◆ TASK BRIEF ◆
Take from the material every line containing the string "covered" and copy it.

◆ SOURCE MATERIAL ◆
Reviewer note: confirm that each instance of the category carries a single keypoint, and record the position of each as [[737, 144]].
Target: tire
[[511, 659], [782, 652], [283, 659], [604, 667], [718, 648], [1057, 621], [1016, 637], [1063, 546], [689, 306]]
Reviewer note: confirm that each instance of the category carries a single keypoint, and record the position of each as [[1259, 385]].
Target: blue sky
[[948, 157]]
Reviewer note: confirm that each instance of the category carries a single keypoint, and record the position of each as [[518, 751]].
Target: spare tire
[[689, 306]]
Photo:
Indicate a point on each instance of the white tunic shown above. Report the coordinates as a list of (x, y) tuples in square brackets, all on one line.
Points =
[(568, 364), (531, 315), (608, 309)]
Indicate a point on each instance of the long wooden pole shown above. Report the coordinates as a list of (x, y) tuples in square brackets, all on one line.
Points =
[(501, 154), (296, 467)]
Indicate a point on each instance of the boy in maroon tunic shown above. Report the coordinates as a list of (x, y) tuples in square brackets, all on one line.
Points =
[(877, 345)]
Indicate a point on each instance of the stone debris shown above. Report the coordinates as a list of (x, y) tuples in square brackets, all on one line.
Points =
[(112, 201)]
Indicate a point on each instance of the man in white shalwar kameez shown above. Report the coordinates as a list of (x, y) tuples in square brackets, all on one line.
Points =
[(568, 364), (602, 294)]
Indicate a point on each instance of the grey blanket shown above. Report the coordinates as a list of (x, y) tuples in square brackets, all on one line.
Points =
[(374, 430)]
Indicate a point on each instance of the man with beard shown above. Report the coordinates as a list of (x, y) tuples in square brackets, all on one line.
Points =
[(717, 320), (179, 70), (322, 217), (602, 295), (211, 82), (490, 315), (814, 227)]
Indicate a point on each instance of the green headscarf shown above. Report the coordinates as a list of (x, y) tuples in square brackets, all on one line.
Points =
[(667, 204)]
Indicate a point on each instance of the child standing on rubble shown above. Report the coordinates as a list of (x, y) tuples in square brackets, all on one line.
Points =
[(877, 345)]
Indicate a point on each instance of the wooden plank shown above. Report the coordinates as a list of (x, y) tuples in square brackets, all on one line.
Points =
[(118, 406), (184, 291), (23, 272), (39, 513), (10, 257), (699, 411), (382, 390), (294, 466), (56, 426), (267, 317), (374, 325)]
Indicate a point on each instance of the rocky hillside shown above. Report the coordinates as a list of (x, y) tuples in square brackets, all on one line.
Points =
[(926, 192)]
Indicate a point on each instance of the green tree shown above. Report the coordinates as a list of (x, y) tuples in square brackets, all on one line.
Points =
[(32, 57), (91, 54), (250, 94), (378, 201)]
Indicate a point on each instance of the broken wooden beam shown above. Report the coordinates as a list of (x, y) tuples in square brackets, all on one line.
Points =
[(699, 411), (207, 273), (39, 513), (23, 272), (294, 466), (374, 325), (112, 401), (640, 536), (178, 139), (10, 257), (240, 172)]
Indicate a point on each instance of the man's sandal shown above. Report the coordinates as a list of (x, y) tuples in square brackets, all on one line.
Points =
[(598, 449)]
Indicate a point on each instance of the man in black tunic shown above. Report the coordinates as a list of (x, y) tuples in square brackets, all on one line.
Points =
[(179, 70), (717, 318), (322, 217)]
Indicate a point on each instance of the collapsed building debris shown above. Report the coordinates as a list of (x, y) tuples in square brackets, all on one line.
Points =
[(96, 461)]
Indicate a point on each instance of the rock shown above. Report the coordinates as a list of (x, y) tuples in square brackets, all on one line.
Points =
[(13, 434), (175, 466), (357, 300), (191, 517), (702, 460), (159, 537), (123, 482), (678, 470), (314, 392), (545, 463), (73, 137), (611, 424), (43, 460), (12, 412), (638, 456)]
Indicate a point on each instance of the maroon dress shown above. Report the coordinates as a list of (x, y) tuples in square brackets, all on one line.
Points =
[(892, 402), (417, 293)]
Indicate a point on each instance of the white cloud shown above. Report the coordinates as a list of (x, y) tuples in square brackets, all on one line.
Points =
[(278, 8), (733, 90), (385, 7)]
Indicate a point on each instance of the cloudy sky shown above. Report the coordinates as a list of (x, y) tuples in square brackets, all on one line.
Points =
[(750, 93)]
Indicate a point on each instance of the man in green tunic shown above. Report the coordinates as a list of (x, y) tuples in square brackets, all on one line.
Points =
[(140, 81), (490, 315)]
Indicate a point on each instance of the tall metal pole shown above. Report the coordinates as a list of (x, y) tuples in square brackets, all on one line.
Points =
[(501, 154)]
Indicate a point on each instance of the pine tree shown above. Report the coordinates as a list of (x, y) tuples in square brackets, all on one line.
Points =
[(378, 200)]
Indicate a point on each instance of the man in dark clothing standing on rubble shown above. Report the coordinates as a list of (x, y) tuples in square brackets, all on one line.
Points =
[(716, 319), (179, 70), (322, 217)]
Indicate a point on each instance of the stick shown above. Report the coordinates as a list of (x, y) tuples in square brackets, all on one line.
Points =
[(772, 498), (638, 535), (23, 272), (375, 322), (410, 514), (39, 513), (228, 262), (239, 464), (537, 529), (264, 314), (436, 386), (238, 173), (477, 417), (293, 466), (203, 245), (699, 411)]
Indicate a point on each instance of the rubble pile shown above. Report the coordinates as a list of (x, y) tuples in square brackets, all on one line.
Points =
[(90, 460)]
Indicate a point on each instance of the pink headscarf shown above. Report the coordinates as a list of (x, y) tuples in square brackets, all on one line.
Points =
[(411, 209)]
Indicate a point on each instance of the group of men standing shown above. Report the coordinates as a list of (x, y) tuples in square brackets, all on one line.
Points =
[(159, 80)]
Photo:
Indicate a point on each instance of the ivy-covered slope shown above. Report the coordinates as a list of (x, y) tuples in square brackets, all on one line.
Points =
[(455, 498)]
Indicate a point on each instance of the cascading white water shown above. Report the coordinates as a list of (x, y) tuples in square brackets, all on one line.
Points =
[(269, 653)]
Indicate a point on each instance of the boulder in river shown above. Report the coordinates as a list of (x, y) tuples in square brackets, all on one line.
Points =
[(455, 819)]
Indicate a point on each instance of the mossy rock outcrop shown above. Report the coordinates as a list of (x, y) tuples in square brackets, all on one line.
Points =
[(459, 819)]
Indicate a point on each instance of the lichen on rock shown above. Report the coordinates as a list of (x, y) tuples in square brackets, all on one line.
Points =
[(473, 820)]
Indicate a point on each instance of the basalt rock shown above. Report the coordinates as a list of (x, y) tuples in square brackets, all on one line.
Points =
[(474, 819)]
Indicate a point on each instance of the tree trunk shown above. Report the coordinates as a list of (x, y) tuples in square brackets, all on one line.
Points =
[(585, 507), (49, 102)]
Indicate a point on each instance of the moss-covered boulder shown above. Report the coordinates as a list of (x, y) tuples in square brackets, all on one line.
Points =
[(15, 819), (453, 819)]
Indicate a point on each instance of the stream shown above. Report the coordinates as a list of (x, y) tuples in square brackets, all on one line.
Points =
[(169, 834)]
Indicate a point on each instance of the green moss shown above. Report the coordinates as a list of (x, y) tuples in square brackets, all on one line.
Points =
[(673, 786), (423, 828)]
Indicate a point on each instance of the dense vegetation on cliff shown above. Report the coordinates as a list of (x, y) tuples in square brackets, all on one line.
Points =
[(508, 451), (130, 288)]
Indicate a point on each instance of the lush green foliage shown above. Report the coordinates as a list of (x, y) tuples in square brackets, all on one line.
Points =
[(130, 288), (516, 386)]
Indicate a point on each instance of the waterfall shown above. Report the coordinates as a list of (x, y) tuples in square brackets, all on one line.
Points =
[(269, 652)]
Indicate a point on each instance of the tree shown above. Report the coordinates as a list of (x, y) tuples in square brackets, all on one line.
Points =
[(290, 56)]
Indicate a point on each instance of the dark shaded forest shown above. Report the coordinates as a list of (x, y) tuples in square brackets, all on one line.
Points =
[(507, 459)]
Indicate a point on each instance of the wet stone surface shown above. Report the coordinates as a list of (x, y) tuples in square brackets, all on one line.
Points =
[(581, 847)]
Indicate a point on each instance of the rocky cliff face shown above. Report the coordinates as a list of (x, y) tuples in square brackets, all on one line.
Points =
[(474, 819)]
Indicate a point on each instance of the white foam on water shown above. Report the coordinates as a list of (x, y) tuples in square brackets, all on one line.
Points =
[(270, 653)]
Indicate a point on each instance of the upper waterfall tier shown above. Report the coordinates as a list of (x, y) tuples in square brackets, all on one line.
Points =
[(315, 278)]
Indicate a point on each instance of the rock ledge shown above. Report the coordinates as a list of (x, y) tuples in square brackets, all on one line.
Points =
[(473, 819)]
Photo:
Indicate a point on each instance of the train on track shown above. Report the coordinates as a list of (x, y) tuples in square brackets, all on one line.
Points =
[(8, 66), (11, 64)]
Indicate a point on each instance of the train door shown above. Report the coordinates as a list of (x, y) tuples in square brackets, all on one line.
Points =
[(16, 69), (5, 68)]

◆ FINAL ANSWER ◆
Indicate a point on each instance of the ivy-covered slope shown above. Report the coordinates as a list of (x, y) tuples in square brackets, all on one line.
Indicate a point on each instance of the moss-covered boulder shown above. Report the coordinates as a list of (x, y) tuples in square brackets, all on one line.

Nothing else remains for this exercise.